● **PROBLEM DESCRIPTION**
Reproduce the records below, swapping every occurrence of "comes back as" for "is returned as" and keeping everything else the same.

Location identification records
....
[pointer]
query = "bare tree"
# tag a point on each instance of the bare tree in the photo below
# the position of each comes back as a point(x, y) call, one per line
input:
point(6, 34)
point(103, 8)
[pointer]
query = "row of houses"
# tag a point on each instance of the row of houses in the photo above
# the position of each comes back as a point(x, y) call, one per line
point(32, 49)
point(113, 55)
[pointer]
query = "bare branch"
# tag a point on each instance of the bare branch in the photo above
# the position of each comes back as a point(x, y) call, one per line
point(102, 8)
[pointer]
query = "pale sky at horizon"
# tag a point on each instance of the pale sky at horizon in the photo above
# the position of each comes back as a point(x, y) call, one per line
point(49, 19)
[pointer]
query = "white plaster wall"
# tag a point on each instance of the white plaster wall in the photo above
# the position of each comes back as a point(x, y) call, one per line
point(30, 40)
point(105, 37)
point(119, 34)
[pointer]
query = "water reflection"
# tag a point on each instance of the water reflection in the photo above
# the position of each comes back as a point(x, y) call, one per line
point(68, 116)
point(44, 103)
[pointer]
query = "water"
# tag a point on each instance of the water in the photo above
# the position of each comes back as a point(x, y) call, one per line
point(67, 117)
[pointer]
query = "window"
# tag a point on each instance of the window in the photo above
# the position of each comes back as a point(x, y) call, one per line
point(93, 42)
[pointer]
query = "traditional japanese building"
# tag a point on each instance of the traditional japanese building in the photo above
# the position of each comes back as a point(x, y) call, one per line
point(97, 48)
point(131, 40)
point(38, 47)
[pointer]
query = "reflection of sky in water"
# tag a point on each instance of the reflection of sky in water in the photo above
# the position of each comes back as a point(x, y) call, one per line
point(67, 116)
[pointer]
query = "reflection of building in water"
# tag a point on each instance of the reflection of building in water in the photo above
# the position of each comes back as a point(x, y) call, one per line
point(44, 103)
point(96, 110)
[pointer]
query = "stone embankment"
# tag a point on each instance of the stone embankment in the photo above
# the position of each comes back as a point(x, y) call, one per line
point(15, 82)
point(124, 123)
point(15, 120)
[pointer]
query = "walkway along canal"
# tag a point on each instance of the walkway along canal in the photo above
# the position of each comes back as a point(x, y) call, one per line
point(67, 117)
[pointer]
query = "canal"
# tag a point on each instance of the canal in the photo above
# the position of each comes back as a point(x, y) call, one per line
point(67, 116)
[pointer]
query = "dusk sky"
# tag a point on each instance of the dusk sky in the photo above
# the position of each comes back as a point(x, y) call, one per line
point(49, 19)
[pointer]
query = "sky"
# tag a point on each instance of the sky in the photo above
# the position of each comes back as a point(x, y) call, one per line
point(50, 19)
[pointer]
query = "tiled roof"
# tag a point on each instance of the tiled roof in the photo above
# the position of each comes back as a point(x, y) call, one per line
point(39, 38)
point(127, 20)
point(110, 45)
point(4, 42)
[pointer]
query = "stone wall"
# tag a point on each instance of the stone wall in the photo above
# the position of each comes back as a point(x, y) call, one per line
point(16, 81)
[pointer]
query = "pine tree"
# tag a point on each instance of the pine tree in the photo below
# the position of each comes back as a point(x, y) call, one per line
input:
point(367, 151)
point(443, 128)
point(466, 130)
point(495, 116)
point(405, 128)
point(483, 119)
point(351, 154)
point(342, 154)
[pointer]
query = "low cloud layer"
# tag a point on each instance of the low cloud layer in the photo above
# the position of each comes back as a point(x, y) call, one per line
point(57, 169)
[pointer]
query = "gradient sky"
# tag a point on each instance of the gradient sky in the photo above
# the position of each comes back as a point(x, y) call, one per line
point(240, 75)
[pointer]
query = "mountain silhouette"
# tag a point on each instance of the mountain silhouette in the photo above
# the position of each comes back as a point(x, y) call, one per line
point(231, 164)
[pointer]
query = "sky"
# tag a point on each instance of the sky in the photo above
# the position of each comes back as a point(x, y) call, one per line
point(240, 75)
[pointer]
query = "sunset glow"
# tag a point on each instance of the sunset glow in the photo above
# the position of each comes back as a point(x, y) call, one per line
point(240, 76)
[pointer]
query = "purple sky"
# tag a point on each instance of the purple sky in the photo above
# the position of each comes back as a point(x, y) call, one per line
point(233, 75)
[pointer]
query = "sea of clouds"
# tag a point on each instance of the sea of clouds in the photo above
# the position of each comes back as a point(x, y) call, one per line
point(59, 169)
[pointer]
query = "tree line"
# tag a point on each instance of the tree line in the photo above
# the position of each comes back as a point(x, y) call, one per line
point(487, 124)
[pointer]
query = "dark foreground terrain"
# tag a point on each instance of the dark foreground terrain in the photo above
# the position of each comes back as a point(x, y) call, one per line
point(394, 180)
....
● **ANSWER TO THIS EXERCISE**
[pointer]
query = "bare tree"
# tag a point on each instance of the bare tree in the photo below
# the position of each is returned as a point(x, y) call, one per line
input:
point(6, 34)
point(103, 8)
[pointer]
query = "row of houses"
# tag a point on each instance of the row of houses in the photo above
# the position of each is returned as a point(x, y) call, one per line
point(32, 49)
point(113, 55)
[pointer]
query = "bare branch"
# tag a point on each instance of the bare branch in the photo above
# the position of each is returned as a point(x, y) call, one per line
point(102, 8)
[pointer]
query = "pale sky at horizon"
# tag a point on each instance of the pale sky at horizon in the photo above
# the position of each is returned as a point(x, y) call, one per line
point(49, 19)
[pointer]
query = "white plaster wall"
# tag a point on each instance of the white plaster wall in the photo above
# the position of each is returned as a point(x, y) call, one per line
point(30, 40)
point(105, 37)
point(119, 34)
[pointer]
query = "water reflection"
# tag a point on each instance of the water reflection in the photo above
# the position of each is returned as a point(x, y) call, one per line
point(68, 116)
point(44, 103)
[pointer]
query = "water"
# tag a point on each instance of the water in the photo above
# the position of each is returned as a point(x, y) call, one per line
point(67, 117)
[pointer]
query = "window"
# tag a point on each instance of the window in the photo above
# the position of each is returned as a point(x, y) call, one per line
point(93, 42)
[pointer]
query = "traditional japanese building"
# tag a point on each instance of the traditional japanese building in the photo above
# the position of each is returned as a point(x, y) call, one per line
point(97, 48)
point(131, 40)
point(38, 47)
[pointer]
query = "reflection of sky in water"
# tag a point on each instance of the reflection of sky in water in the photo above
# the position of each is returned as a point(x, y) call, one per line
point(67, 116)
[pointer]
query = "reflection of building in water"
# tag a point on each instance of the reflection of building in water in the photo above
# the position of each is returned as a point(x, y) call, one per line
point(44, 103)
point(96, 110)
[pointer]
query = "stone embankment"
# tag a point on each instance of the stone embankment in the photo above
# the position of each is returned as a point(x, y) call, one per line
point(15, 82)
point(124, 123)
point(15, 120)
[pointer]
query = "walkway along canal"
# tag a point on each instance of the walkway along canal in the photo above
# the position of each is returned as a point(x, y) call, one per line
point(67, 117)
[pointer]
query = "canal"
# tag a point on each instance of the canal in the photo above
# the position of each is returned as a point(x, y) call, one per line
point(67, 116)
[pointer]
query = "dusk sky"
# tag a point on each instance of the dusk sky in the photo above
# the position of each is returned as a point(x, y) call, one per line
point(49, 19)
[pointer]
query = "sky"
# tag a point on each instance of the sky in the photo above
# the position of each is returned as a point(x, y) call, one per line
point(50, 19)
[pointer]
query = "tiled roof"
# tag a point on each instance of the tiled roof in the photo above
# the position of each is returned as a point(x, y) call, one per line
point(39, 38)
point(127, 20)
point(110, 45)
point(4, 42)
[pointer]
query = "stone wall"
# tag a point on each instance of the stone wall in the photo above
# the position of each is returned as a point(x, y) call, one per line
point(16, 81)
[pointer]
query = "pine tree"
# tag a point on each instance of the pine tree in the photo below
# the position of each is returned as a point(x, y) call, one per line
input:
point(367, 151)
point(443, 128)
point(466, 130)
point(495, 116)
point(405, 128)
point(483, 119)
point(351, 154)
point(342, 154)
[pointer]
query = "low cloud layer"
# tag a point on each instance of the low cloud layer in the photo above
# the position of each is returned as a point(x, y) call, one per line
point(57, 169)
[pointer]
query = "gradient sky"
# tag a point on each instance of the gradient sky in the photo above
# the position of each is returned as a point(x, y) call, one per line
point(240, 75)
[pointer]
query = "mountain silhouette"
# tag a point on each instance of the mountain silhouette in the photo above
# the position of each is returned as a point(x, y) call, one per line
point(231, 164)
[pointer]
query = "sky"
# tag a point on each instance of the sky in the photo above
# the position of each is returned as a point(x, y) call, one per line
point(240, 75)
[pointer]
query = "sunset glow"
# tag a point on each instance of the sunset glow in the photo above
# the position of each is returned as a point(x, y) call, one per line
point(240, 76)
[pointer]
query = "purple sky"
# tag a point on each instance of the purple sky in the photo above
# the position of each is returned as a point(x, y) call, one per line
point(233, 75)
[pointer]
query = "sea of clouds"
# tag a point on each instance of the sea of clouds in the photo above
# the position of each is returned as a point(x, y) call, one per line
point(59, 169)
[pointer]
query = "tree line"
# tag a point on each instance of the tree line in the photo above
# the position of each is returned as a point(x, y) call, one per line
point(487, 124)
[pointer]
query = "dark foreground terrain"
# tag a point on each instance of the dark foreground terrain in the photo above
# the position of each is returned as a point(x, y) call, one per line
point(394, 180)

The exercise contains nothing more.